Tal requerimento foi deferido e levantado o sigilo bancário por despacho proferido em 01/07/2025 (refª 57434696).
Por ofício datado de 04/07/2025, o BANCO BPI, S.A., recusou-se a prestar tal informação, invocando, para tanto, que esta estava abrangida pelo dever de segredo bancário, previsto nos artigos 78º e ss. do Regime Geral das Instituições de Crédito e Sociedades Financeiras, aprovado pelo DL nº 298/92, de 31 de Dezembro, sugerindo que se suscitasse ao Tribunal da Relação o incidente de quebra do sigilo bancário.
Foi então proferido despacho, com data de 15/09/2025 (refª 57678894), que declarou aberto o incidente de quebra de sigilo bancário e determinou a remessa dos autos a esta Relação a fim de decidir da eventual quebra do segredo em causa.
2. Cumpre, assim, apurar se se justifica a quebra do sigilo bancário no caso dos autos.
3. Com relevância para a decisão, encontram-se provados os factos vertidos no relatório que antecede e cujo teor aqui se dá por reproduzido.

********

■ **Objetivo 1**:
Como se pode reescrever, de forma mais breve, o parágrafo do texto sobre o sigilo bancário que começa por "Por ofício datado de 04/07/2025", mantendo os factos principais?

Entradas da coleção
********

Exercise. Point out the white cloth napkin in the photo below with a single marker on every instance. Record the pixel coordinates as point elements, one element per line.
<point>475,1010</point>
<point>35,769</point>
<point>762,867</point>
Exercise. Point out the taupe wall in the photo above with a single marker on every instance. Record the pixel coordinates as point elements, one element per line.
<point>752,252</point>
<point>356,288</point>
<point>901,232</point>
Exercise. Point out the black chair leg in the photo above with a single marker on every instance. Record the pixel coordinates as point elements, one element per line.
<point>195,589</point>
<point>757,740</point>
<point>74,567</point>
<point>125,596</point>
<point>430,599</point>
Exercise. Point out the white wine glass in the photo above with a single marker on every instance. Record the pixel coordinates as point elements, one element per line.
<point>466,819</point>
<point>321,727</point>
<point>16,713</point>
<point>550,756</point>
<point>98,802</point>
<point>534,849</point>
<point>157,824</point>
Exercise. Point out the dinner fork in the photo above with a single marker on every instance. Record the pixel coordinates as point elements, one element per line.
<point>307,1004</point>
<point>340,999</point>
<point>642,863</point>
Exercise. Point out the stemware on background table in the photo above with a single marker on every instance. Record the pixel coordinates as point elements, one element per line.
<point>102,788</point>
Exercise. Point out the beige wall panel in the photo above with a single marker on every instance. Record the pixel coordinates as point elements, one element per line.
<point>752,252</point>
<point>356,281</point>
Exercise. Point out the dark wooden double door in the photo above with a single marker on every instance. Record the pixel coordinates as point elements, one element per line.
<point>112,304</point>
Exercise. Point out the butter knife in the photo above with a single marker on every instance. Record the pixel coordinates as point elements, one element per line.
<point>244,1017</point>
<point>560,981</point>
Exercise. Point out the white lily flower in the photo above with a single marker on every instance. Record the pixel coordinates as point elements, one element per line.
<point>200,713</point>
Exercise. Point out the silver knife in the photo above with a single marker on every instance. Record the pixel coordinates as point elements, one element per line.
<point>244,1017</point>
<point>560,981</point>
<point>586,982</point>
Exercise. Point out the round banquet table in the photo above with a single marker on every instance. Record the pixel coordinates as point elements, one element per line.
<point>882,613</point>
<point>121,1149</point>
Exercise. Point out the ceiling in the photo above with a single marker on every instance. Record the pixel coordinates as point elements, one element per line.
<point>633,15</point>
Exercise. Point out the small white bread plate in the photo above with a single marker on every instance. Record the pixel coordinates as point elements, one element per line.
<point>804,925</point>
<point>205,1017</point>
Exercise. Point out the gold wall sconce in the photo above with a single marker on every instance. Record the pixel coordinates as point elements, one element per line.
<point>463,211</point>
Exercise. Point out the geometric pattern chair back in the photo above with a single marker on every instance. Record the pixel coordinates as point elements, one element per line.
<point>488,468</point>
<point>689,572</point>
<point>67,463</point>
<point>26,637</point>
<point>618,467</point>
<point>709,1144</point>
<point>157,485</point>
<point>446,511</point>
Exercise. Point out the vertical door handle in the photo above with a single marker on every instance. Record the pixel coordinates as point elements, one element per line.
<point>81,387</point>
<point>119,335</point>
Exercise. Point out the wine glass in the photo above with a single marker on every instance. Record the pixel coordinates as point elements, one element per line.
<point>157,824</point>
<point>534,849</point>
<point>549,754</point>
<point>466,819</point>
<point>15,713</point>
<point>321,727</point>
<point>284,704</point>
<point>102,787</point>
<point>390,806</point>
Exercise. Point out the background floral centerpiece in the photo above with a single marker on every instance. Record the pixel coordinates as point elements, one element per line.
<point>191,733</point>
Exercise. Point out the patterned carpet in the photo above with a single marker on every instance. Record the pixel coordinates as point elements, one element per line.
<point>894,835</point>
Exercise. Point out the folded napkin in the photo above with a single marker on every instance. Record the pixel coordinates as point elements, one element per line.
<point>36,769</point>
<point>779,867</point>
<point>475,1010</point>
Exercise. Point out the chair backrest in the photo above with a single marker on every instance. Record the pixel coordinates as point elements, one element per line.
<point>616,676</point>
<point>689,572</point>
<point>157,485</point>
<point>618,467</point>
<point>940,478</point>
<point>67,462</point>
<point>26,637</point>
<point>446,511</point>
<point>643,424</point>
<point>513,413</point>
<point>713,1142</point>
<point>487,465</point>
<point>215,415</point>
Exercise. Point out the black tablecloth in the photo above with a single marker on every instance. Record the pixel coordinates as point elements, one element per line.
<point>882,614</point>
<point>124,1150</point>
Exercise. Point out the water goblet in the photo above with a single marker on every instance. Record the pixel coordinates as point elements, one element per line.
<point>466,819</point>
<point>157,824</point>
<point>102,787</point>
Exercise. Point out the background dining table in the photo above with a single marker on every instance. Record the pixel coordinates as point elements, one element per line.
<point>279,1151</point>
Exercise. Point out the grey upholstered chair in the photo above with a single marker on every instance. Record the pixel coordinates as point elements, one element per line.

********

■ **Objetivo 2**:
Nas linhas de dados acima, dispõe em lista numerada o trecho que vai da linha que contém "Exercise. Point out the stemware" até à que contém "<point>121,1149</point>", ambas incluídas, omitindo as linhas em branco.

■ **Solução 1**:
Em ofício de 04/07/2025, o BANCO BPI, S.A. recusou prestar a informação. Alegou que esta estava abrangida pelo dever de segredo bancário, previsto nos artigos 78º e ss. do Regime Geral das Instituições de Crédito e Sociedades Financeiras (DL nº 298/92, de 31 de Dezembro). Sugeriu ainda que se suscitasse ao Tribunal da Relação o incidente de quebra do sigilo bancário.

■ **Solução 2**:
1. Exercise. Point out the stemware on background table in the photo above with a single marker on every instance. Record the pixel coordinates as point elements, one element per line.
2. <point>102,788</point>
3. Exercise. Point out the beige wall panel in the photo above with a single marker on every instance. Record the pixel coordinates as point elements, one element per line.
4. <point>752,252</point>
5. <point>356,281</point>
6. Exercise. Point out the dark wooden double door in the photo above with a single marker on every instance. Record the pixel coordinates as point elements, one element per line.
7. <point>112,304</point>
8. Exercise. Point out the butter knife in the photo above with a single marker on every instance. Record the pixel coordinates as point elements, one element per line.
9. <point>244,1017</point>
10. <point>560,981</point>
11. Exercise. Point out the white lily flower in the photo above with a single marker on every instance. Record the pixel coordinates as point elements, one element per line.
12. <point>200,713</point>
13. Exercise. Point out the silver knife in the photo above with a single marker on every instance. Record the pixel coordinates as point elements, one element per line.
14. <point>244,1017</point>
15. <point>560,981</point>
16. <point>586,982</point>
17. Exercise. Point out the round banquet table in the photo above with a single marker on every instance. Record the pixel coordinates as point elements, one element per line.
18. <point>882,613</point>
19. <point>121,1149</point>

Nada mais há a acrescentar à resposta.